*** Opening Data under study ***
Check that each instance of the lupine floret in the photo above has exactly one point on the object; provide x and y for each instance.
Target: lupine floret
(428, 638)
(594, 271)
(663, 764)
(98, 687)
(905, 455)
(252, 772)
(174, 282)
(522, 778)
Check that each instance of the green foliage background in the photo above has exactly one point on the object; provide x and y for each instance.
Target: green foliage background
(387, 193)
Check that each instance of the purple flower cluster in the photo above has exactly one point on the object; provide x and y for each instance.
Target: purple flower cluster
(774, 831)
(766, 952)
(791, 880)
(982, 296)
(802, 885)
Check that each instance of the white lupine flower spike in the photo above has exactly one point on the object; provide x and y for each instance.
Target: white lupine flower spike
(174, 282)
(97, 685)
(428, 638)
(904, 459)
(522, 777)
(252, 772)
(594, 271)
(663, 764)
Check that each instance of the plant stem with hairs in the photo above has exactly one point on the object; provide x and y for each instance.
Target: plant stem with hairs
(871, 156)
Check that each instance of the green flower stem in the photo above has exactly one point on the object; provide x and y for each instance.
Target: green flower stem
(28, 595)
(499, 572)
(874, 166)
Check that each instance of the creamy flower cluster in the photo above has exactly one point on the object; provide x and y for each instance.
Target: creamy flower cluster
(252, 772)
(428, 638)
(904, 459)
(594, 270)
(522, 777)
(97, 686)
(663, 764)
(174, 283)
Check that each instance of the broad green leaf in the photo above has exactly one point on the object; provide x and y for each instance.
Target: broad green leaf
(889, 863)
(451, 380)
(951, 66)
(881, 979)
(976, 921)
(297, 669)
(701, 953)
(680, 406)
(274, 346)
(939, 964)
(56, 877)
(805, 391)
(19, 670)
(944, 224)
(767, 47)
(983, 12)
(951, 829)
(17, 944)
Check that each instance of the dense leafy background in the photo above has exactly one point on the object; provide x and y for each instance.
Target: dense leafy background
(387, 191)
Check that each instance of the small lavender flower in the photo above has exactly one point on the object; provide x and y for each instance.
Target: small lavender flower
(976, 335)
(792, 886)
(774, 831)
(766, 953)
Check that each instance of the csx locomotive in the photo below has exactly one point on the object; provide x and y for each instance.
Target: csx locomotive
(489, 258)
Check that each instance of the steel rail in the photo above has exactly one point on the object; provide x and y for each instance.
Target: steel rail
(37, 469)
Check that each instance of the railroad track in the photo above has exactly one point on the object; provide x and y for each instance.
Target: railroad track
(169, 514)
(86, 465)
*** Closing Data under study ***
## [Task instructions]
Beginning from the line that contains "Target: steel rail", give each line again exactly, through the final line of the records.

## [Answer for this exercise]
Target: steel rail
(37, 469)
Check that each instance of the railroad track in the photo above has exactly one point on the object; provide x and y for each instance.
Target: railroad track
(169, 514)
(86, 465)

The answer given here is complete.